:: Explore the material ::
[a] Reproduce verbatim the passage of the article on Greta Thunberg's selection as Time's Person of the Year, starting at "Her actions quickly" and ending at "support her cause.".
[b] Extend the Reuters report on Greta Thunberg being named Time's Person of the Year, continuing from its final sentence.

December 11, 2019
NEW YORK/MADRID (Reuters) – Greta Thunberg, the 16-year-old Swede who
inspired millions of young people to take action against climate
change, has been named Time Magazine’s Person of the Year for 2019.
Thunberg launched a grassroots campaign at the age of 15 by skipping
school every Friday to demonstrate outside Swedish parliament, pushing
for her government to meet its ambitious goals to curb carbon emissions.
Her actions quickly captured people’s imagination, and in September
this year millions of people took to the streets in cities across the
world to support her cause.
“In the 16 months since (her protests began), she has addressed heads
of state at the U.N., met with the Pope, sparred with the President of
the United States and inspired 4 million people to join the global
climate strike,” the magazine said.
“Margaret Atwood compared her to Joan of Arc. After noticing a
hundredfold increase in its usage, lexicographers at Collins Dictionary
named Thunberg’s pioneering idea, climate strike, the word of the year.”
Thunberg, who turns 17 in January, is currently in Madrid at a United
Nations climate summit where world leaders are wrangling over how to
implement a 2015 Paris agreement designed to avert potentially
catastrophic global warming.
She was typically blunt in her assessment of politicians’ efforts.
“It seems to have turned into some kind of opportunity for countries
to negotiate loopholes and to avoid raising their ambition,” she said on
stage, drawing applause from an audience that included dozens of her
supporters.
“I’m sure that if people heard what was going on and what was said … during these meetings, they would be outraged.”

:: Supplied data ::
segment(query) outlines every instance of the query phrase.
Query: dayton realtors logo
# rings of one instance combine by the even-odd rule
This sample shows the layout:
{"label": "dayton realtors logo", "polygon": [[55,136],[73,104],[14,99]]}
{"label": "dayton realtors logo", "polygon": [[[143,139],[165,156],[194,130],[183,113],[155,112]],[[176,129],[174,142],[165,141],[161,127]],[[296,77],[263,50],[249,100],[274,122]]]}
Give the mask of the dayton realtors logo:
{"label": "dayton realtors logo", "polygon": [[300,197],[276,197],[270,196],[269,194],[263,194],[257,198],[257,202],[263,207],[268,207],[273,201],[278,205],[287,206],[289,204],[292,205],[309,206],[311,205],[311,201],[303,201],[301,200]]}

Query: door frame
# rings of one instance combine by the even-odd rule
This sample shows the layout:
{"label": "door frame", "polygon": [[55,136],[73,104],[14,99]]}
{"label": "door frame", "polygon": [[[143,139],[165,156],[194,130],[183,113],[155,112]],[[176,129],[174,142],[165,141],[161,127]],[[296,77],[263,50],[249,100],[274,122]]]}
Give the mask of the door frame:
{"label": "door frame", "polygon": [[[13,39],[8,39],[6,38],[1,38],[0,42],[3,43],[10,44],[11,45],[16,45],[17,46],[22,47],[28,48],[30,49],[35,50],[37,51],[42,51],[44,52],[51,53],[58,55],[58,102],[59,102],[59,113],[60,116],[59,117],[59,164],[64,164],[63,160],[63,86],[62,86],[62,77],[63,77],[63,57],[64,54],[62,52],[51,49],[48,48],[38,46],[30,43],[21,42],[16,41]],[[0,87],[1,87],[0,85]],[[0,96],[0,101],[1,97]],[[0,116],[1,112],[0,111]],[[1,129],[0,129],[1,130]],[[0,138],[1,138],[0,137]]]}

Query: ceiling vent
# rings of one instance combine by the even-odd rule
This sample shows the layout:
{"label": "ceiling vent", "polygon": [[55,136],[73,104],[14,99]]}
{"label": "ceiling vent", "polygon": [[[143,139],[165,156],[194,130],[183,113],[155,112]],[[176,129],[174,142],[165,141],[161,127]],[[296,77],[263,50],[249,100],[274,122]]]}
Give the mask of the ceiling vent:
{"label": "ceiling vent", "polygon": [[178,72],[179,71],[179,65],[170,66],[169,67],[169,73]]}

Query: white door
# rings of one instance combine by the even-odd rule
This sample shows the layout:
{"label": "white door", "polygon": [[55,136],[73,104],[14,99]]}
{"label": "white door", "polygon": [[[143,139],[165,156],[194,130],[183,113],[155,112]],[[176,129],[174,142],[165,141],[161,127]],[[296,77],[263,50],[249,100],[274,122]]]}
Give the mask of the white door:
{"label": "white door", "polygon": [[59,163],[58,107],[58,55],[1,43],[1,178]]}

:: Task-by-task answers ::
[a]
Her actions quickly captured people’s imagination, and in September
this year millions of people took to the streets in cities across the
world to support her cause.

[b]
Former U.S. Vice President Al Gore, a longtime environmentalist, said
the magazine made a “brilliant choice” in choosing the reluctant
celebrity.
“Greta embodies the moral authority of the youth activist movement
demanding that we act immediately to solve the climate crisis. She is an
inspiration to me and to people across the world,” Gore said.
Thunberg’s stance on climate change has brought her into confrontation with some of the world’s most powerful people.
A video of her giving U.S. President Donald Trump what media
described as a “death stare” at a U.N. climate summit in New York in
September went viral on social media.
Trump has questioned climate science and has challenged every major U.S. regulation aimed at combating climate change.
Brazilian President Jair Bolsonaro this week called Thunberg a “brat”
after she criticized mounting violence against indigenous people in
which two Amazon tribesmen were shot dead.
The activist retorted by changing the biographical description on her
Twitter account to “Pirralha,” the Portuguese word Bolsonaro used to
insult her.
Other nominees for Time’s person of the year included Trump and House Speaker Nancy Pelosi.